» **WHAT THIS TASK INVOLVES**
All lines from the one with "rear windshield and return bounding boxes." to the end of the listing below are to be transcribed exactly; both end lines are included, and no other lines are.

» **PROVIDED DATA**

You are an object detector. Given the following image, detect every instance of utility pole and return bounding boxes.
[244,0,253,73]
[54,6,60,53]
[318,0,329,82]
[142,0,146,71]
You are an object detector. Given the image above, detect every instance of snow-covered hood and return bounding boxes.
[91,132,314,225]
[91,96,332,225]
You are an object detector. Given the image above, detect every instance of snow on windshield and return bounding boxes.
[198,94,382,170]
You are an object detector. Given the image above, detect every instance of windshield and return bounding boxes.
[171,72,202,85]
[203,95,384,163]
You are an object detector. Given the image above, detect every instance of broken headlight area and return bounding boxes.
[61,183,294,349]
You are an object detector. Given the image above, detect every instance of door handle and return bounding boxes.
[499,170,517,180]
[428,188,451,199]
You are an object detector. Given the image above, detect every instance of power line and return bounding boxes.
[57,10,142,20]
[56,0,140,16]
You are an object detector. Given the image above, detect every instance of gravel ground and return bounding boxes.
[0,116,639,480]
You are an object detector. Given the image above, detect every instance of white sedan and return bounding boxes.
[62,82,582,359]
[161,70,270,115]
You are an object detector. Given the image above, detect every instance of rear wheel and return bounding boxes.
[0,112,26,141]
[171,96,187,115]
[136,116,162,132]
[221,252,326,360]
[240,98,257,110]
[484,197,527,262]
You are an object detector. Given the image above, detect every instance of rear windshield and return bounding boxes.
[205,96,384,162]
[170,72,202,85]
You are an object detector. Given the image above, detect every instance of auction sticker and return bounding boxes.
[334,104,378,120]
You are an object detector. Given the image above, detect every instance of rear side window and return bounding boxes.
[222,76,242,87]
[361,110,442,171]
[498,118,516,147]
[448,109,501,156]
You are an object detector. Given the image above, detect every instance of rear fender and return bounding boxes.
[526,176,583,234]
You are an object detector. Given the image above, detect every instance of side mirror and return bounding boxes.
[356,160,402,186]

» **RESPONSE AREA**
You are an object detector. Given the image above, detect every instance of rear windshield and return bounding boxes.
[205,96,384,162]
[170,72,202,85]
You are an object detector. Given the image above, detect every instance of auction sticker and return bounding boxes.
[334,104,378,120]
You are an object detector. Given the image above, detect every instance of rear side window and return bounding boxes.
[222,76,242,87]
[361,110,442,171]
[498,118,516,147]
[448,109,501,156]
You are an object detector. Given the image above, detect every instance of rear fender and return bounding boxes.
[526,176,583,234]
You are an object detector. Given the image above, detect every instance of side mirror and return bounding boxes.
[356,160,402,186]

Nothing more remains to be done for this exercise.